## DATASET RECORDS
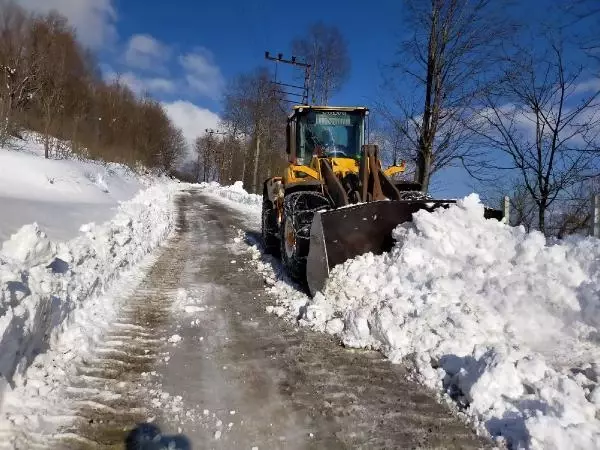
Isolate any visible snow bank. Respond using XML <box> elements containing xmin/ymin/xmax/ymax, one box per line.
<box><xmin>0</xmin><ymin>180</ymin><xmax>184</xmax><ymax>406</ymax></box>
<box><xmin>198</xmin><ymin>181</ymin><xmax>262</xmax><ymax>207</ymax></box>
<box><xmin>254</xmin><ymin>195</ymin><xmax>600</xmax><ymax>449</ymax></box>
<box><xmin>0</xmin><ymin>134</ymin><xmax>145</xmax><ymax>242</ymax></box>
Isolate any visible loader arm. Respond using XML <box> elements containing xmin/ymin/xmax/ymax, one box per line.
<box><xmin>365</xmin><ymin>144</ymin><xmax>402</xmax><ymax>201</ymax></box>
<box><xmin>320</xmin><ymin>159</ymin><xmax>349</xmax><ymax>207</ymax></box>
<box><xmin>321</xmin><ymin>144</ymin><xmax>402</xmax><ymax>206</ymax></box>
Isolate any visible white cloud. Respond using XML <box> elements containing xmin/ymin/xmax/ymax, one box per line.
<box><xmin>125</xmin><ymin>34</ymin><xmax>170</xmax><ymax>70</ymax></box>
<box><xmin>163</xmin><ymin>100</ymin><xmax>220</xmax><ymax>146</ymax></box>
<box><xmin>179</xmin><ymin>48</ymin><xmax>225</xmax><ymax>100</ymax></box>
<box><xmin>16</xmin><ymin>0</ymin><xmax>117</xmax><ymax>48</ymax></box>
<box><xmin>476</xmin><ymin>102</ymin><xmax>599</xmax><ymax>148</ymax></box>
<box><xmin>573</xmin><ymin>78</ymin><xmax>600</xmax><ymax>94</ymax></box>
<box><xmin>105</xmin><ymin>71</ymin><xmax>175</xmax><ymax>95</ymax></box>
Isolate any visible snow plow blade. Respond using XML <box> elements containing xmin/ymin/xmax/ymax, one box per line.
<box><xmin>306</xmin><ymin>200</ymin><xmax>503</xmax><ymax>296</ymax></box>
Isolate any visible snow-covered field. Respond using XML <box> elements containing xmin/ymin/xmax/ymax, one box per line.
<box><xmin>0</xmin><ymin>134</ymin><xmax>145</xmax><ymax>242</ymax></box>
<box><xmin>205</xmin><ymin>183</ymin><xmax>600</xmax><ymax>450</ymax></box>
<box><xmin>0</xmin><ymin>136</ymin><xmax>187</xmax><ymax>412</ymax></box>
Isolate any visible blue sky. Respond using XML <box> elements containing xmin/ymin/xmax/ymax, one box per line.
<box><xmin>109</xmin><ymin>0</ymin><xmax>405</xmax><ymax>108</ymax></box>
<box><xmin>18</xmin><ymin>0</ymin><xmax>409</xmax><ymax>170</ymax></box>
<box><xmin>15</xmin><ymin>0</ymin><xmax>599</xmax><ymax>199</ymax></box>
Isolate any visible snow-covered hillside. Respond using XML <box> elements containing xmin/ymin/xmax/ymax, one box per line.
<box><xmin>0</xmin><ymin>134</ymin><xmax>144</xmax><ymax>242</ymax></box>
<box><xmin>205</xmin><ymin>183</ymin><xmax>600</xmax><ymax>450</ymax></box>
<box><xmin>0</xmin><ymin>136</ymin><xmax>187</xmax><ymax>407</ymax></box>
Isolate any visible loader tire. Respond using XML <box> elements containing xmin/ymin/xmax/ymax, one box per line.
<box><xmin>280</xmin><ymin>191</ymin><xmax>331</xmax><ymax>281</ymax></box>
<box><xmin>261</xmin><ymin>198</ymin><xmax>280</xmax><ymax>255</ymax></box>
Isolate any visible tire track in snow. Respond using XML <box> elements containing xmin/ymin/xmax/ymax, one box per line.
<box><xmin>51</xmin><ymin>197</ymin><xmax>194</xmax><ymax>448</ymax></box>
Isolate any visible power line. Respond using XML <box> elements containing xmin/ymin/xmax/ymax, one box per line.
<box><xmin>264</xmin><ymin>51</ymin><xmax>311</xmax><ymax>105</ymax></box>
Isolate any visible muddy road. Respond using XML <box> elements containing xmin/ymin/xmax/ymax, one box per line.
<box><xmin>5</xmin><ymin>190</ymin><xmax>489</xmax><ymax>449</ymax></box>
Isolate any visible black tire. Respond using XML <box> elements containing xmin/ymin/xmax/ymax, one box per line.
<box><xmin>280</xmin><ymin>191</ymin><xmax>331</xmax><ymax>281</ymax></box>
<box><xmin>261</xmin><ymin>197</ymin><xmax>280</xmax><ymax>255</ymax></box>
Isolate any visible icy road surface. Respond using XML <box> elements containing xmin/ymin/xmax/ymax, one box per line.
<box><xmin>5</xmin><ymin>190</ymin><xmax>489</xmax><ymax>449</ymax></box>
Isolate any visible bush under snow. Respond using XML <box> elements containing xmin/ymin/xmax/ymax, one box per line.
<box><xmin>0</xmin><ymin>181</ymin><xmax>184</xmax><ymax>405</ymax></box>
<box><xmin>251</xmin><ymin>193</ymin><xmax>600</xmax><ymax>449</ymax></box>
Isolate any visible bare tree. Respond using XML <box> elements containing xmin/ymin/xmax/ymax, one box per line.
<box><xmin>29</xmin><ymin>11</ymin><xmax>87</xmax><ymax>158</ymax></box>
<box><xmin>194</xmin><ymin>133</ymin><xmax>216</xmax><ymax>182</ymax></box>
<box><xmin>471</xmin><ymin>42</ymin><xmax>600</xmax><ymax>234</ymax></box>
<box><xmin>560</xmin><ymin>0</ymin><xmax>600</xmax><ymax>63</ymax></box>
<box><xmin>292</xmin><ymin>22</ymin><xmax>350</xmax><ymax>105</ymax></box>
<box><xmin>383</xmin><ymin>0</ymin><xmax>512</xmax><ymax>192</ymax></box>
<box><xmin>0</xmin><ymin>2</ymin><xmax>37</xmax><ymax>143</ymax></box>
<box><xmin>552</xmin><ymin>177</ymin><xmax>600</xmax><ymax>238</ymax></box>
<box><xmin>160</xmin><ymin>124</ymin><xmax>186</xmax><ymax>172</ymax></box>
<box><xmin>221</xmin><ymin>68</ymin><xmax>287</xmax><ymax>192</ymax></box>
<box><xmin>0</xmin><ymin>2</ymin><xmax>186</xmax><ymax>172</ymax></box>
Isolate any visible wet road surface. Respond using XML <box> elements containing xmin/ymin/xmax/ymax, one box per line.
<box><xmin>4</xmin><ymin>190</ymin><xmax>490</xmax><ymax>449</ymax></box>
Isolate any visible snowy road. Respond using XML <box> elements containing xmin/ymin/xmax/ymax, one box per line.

## WHAT YOU SHOULD DO
No pictures belong in the copy. Repeat the listing above exactly.

## OUTPUT FOR THIS EXERCISE
Isolate any visible snow bank. Respond using XML <box> elements containing xmin/ymin/xmax/ymax, one box per line.
<box><xmin>0</xmin><ymin>180</ymin><xmax>184</xmax><ymax>406</ymax></box>
<box><xmin>198</xmin><ymin>181</ymin><xmax>262</xmax><ymax>207</ymax></box>
<box><xmin>254</xmin><ymin>195</ymin><xmax>600</xmax><ymax>449</ymax></box>
<box><xmin>0</xmin><ymin>134</ymin><xmax>145</xmax><ymax>242</ymax></box>
Isolate any visible loader arm. Respond using XML <box> elements containing xmin/ymin/xmax/ymax, one box per line.
<box><xmin>365</xmin><ymin>144</ymin><xmax>402</xmax><ymax>201</ymax></box>
<box><xmin>320</xmin><ymin>159</ymin><xmax>349</xmax><ymax>207</ymax></box>
<box><xmin>321</xmin><ymin>144</ymin><xmax>402</xmax><ymax>206</ymax></box>
Isolate any visible white cloud. Respond using XML <box> elements containing xmin/ymin/xmax/ymax, one box per line.
<box><xmin>125</xmin><ymin>34</ymin><xmax>170</xmax><ymax>70</ymax></box>
<box><xmin>163</xmin><ymin>100</ymin><xmax>220</xmax><ymax>146</ymax></box>
<box><xmin>179</xmin><ymin>48</ymin><xmax>225</xmax><ymax>100</ymax></box>
<box><xmin>16</xmin><ymin>0</ymin><xmax>117</xmax><ymax>48</ymax></box>
<box><xmin>476</xmin><ymin>102</ymin><xmax>599</xmax><ymax>148</ymax></box>
<box><xmin>573</xmin><ymin>78</ymin><xmax>600</xmax><ymax>94</ymax></box>
<box><xmin>105</xmin><ymin>71</ymin><xmax>175</xmax><ymax>95</ymax></box>
Isolate any visible snow plow blade. Respond using XML <box> elements containing xmin/ymin/xmax/ymax, one box per line.
<box><xmin>306</xmin><ymin>200</ymin><xmax>503</xmax><ymax>296</ymax></box>
Isolate any visible snow-covered field. Respond using XML <box> elements containing xmin/ymin/xmax/ymax, one box per line.
<box><xmin>0</xmin><ymin>134</ymin><xmax>145</xmax><ymax>242</ymax></box>
<box><xmin>205</xmin><ymin>183</ymin><xmax>600</xmax><ymax>450</ymax></box>
<box><xmin>0</xmin><ymin>136</ymin><xmax>187</xmax><ymax>412</ymax></box>
Isolate any visible blue sky. Respond using XML <box> elements containing xmin/ymin/xmax/ymax, one box per line.
<box><xmin>109</xmin><ymin>0</ymin><xmax>405</xmax><ymax>108</ymax></box>
<box><xmin>18</xmin><ymin>0</ymin><xmax>409</xmax><ymax>170</ymax></box>
<box><xmin>15</xmin><ymin>0</ymin><xmax>599</xmax><ymax>199</ymax></box>
Isolate any visible snow-covered hillside. Respond using XML <box> elements containing xmin/ymin/xmax/ymax, one box per line.
<box><xmin>0</xmin><ymin>134</ymin><xmax>144</xmax><ymax>242</ymax></box>
<box><xmin>205</xmin><ymin>183</ymin><xmax>600</xmax><ymax>450</ymax></box>
<box><xmin>0</xmin><ymin>136</ymin><xmax>187</xmax><ymax>407</ymax></box>
Isolate any visible loader tire. Respond using XML <box> elements containing xmin/ymin/xmax/ymax, one box per line.
<box><xmin>280</xmin><ymin>191</ymin><xmax>331</xmax><ymax>281</ymax></box>
<box><xmin>261</xmin><ymin>198</ymin><xmax>280</xmax><ymax>255</ymax></box>
Isolate any visible tire track in snow. Respond using XML <box> elements containing xmin/ymin/xmax/ymax, one box per line.
<box><xmin>51</xmin><ymin>197</ymin><xmax>194</xmax><ymax>448</ymax></box>
Isolate any visible power line. Respond using XML <box> elements containing xmin/ymin/xmax/ymax, one box per line.
<box><xmin>264</xmin><ymin>51</ymin><xmax>311</xmax><ymax>105</ymax></box>
Isolate any visible muddy road. Respond using XML <box> elements containing xmin/ymin/xmax/ymax, one box per line.
<box><xmin>5</xmin><ymin>190</ymin><xmax>489</xmax><ymax>449</ymax></box>
Isolate any visible black tire. Respond using XML <box> elements containing xmin/ymin/xmax/ymax, one box per line.
<box><xmin>280</xmin><ymin>191</ymin><xmax>331</xmax><ymax>281</ymax></box>
<box><xmin>261</xmin><ymin>197</ymin><xmax>280</xmax><ymax>255</ymax></box>
Isolate any visible icy road surface. Respond using XML <box> elements containing xmin/ymin/xmax/ymax, one box per line.
<box><xmin>5</xmin><ymin>190</ymin><xmax>489</xmax><ymax>449</ymax></box>
Isolate any visible bush under snow. Respond using XML <box> elements containing xmin/ymin/xmax/ymax, one box per line.
<box><xmin>0</xmin><ymin>181</ymin><xmax>184</xmax><ymax>405</ymax></box>
<box><xmin>251</xmin><ymin>193</ymin><xmax>600</xmax><ymax>449</ymax></box>
Isolate any visible bare tree. Respond using XML <box> elements containing xmin/ymin/xmax/ymax, one box per line.
<box><xmin>29</xmin><ymin>11</ymin><xmax>87</xmax><ymax>158</ymax></box>
<box><xmin>194</xmin><ymin>133</ymin><xmax>216</xmax><ymax>182</ymax></box>
<box><xmin>471</xmin><ymin>42</ymin><xmax>600</xmax><ymax>234</ymax></box>
<box><xmin>560</xmin><ymin>0</ymin><xmax>600</xmax><ymax>63</ymax></box>
<box><xmin>292</xmin><ymin>22</ymin><xmax>350</xmax><ymax>105</ymax></box>
<box><xmin>383</xmin><ymin>0</ymin><xmax>512</xmax><ymax>192</ymax></box>
<box><xmin>0</xmin><ymin>2</ymin><xmax>37</xmax><ymax>143</ymax></box>
<box><xmin>552</xmin><ymin>177</ymin><xmax>600</xmax><ymax>238</ymax></box>
<box><xmin>160</xmin><ymin>124</ymin><xmax>186</xmax><ymax>172</ymax></box>
<box><xmin>221</xmin><ymin>68</ymin><xmax>287</xmax><ymax>192</ymax></box>
<box><xmin>0</xmin><ymin>2</ymin><xmax>186</xmax><ymax>172</ymax></box>
Isolate any visible wet road surface. Respond using XML <box> elements containing xmin/ymin/xmax/ymax, one box per line.
<box><xmin>4</xmin><ymin>190</ymin><xmax>490</xmax><ymax>449</ymax></box>
Isolate any visible snowy road. Respond using XML <box> elements containing xmin/ymin/xmax/ymax, one box per line.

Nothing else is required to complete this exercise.